Достоевский подчеркивал на суде, что читал в собрании не только зальцбруннское послание Белинского, но и ответ ему Гоголя. Он настаивал, ссылаясь на многочисленных свидетелей, что нигде не выказывал своей солидарности с автором знаменитого обвинения.
Но эти объяснения, как известно, не были приняты во внимание военным трибуналом.
Последнее собрание Общества пропаганды состоялось в пятницу 22 апреля 1849 года.
На нем шла речь об очередных задачах современней литературы. Петрашевский призывал писателей воспитывать читателей в духе передовых идей, как это делают на Западе Жорж Санд и Эжен Сю. Баласогло выступил против литераторов кружка — братьев Достоевских и Дурова, призывая их всесторонне освещать новейшее социальное движение. Но Момбелли взял их под свою защиту.
Обсуждался проект журнала на акциях. Шли споры, вносились предложения, намечалась программа.

-- -- --

ЦЕЛЬ ЗАДАНИЯ:
Ответьте на вопросы по тексту для разбора, каждый ответ дайте одним предложением.
(a) Чей ответ Белинскому, по словам Достоевского на суде, он тоже читал в собрании?
(b) Когда состоялось последнее собрание Общества пропаганды?
(c) Кто взял под защиту литераторов кружка после выступления Баласогло?

ФРАГМЕНТ ДАННЫХ:
-- -- --

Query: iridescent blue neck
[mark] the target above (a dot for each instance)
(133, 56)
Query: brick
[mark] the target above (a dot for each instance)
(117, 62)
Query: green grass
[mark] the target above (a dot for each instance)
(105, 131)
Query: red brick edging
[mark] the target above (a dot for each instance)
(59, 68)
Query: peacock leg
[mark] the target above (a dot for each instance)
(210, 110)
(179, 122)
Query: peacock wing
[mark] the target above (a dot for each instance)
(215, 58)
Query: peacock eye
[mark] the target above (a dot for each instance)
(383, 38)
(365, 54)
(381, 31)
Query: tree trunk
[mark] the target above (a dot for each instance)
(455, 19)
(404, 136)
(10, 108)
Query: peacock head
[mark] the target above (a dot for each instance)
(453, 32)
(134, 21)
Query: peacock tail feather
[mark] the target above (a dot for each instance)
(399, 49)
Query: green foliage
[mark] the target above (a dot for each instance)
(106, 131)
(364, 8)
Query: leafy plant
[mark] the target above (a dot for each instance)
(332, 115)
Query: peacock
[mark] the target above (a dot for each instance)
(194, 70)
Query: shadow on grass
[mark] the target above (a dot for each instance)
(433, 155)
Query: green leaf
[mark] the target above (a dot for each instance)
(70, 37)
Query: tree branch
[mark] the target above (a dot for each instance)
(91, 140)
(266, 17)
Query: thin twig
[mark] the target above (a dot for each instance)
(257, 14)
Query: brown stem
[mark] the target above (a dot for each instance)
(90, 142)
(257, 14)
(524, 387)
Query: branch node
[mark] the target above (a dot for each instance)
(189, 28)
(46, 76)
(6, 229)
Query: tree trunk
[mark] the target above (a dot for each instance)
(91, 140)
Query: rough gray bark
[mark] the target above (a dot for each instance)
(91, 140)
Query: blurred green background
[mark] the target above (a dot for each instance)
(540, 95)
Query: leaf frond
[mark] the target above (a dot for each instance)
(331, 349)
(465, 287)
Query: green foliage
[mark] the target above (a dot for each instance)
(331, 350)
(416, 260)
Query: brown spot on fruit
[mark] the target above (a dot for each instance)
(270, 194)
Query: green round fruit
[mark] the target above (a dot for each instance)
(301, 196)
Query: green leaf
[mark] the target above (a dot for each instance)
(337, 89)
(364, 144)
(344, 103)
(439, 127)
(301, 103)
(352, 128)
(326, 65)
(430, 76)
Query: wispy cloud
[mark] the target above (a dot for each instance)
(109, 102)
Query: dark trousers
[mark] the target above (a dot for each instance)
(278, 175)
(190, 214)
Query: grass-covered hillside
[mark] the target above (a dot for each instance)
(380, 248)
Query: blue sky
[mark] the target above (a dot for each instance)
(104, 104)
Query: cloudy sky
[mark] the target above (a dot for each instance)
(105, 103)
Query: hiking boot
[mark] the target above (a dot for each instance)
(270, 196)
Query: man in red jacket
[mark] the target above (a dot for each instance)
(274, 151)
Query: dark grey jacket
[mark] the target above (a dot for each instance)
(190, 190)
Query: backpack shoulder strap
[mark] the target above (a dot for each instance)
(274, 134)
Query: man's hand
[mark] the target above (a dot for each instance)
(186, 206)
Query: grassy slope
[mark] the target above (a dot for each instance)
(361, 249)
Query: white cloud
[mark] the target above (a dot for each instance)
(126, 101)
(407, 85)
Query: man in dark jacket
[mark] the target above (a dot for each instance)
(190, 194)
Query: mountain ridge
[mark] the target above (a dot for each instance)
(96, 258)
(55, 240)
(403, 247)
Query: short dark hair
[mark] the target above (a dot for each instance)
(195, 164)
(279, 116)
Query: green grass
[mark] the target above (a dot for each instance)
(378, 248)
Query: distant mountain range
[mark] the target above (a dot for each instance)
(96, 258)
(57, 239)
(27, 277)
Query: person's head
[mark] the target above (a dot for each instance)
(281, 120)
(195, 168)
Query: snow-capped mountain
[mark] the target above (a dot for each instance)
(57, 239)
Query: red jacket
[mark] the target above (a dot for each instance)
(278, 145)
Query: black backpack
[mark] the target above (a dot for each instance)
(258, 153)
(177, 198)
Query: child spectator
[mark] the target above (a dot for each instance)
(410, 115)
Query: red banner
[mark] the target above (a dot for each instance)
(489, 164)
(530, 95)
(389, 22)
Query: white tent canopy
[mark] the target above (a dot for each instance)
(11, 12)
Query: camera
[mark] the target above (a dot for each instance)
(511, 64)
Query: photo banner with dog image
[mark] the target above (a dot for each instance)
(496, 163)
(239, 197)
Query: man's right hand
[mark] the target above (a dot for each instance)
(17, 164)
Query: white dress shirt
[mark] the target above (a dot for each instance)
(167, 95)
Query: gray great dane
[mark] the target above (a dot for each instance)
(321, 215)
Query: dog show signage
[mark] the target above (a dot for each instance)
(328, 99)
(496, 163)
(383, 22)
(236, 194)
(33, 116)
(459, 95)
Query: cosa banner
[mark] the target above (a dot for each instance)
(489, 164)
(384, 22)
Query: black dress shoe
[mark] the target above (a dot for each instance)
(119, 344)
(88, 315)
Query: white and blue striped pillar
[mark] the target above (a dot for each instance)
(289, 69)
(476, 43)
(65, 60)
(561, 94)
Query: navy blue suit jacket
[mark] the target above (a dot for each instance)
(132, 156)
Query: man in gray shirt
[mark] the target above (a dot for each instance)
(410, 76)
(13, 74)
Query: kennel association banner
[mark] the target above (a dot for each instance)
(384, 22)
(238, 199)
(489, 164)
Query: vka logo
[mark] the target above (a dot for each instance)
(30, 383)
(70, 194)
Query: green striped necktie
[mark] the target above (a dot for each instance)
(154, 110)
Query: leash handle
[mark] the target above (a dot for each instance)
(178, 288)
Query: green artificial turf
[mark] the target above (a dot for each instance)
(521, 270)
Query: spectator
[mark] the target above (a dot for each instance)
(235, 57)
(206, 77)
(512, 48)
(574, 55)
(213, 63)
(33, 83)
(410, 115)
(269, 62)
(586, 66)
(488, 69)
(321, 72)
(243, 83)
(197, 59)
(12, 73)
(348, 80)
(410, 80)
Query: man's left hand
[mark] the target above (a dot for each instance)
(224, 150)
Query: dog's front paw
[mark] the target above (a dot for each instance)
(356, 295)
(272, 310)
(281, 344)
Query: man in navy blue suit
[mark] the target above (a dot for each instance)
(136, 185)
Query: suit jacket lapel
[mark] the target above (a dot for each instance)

-- -- --

РЕЗУЛЬТАТ УПРАЖНЕНИЯ:
(a) Достоевский читал в собрании ответ Белинскому Гоголя.
(b) Последнее собрание Общества пропаганды состоялось в пятницу 22 апреля 1849 года.
(c) Литераторов кружка взял под свою защиту Момбелли.